[Records for the exercise]
^^^^^^^^^^^^^^^^

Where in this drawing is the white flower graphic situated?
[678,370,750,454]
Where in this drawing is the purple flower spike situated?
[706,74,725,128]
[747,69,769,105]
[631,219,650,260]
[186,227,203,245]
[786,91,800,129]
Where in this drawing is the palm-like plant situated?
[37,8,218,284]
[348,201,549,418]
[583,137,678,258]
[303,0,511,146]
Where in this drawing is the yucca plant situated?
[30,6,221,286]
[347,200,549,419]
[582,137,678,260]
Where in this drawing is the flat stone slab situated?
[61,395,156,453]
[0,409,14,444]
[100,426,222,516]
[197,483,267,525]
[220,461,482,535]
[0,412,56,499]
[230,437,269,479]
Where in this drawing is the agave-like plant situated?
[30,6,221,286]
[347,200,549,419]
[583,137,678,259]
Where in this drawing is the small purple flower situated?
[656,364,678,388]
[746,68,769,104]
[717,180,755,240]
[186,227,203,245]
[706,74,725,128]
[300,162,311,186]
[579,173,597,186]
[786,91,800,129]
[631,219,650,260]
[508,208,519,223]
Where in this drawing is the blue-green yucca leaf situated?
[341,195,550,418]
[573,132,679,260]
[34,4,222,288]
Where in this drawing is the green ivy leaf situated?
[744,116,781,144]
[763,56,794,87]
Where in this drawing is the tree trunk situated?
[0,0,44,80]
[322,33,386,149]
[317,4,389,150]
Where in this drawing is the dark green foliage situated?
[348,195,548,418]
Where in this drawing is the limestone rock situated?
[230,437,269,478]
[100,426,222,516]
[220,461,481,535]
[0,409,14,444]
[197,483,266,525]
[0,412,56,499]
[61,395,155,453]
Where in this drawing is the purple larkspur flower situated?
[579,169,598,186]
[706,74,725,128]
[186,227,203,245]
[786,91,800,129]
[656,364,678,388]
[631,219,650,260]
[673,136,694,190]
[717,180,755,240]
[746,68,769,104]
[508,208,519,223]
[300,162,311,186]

^^^^^^^^^^^^^^^^

[Goal]
Reproduce the entries above word for word, starting at the line that contains "Where in this drawing is the small" and ending with the last entry.

[Right answer]
Where in this drawing is the small purple flower situated?
[656,364,678,388]
[746,68,769,104]
[717,180,755,240]
[186,227,203,245]
[706,74,725,128]
[300,162,311,186]
[579,173,597,186]
[786,91,800,129]
[631,219,650,260]
[508,208,519,223]
Where in this drawing is the blue-green yucca leaf situated?
[341,195,550,418]
[573,132,679,260]
[34,4,222,288]
Where in this drawing is the green ivy leaf situated?
[744,116,781,144]
[763,56,794,87]
Where in this drawing is the tree trunk situated?
[0,0,44,80]
[322,33,386,149]
[317,4,389,150]
Where in this drawing is the dark green foliage situated?
[348,195,548,418]
Where in this drawing is the limestone rock situated?
[230,437,269,478]
[100,426,222,516]
[220,461,481,535]
[0,409,14,444]
[197,483,266,525]
[0,412,56,499]
[61,395,155,453]
Where in this drawing is the purple larkspur flower situated?
[579,169,598,186]
[706,74,725,128]
[186,227,203,245]
[786,91,800,129]
[656,364,678,388]
[631,219,650,260]
[673,136,694,190]
[717,180,755,240]
[746,68,769,104]
[508,208,519,223]
[300,162,311,186]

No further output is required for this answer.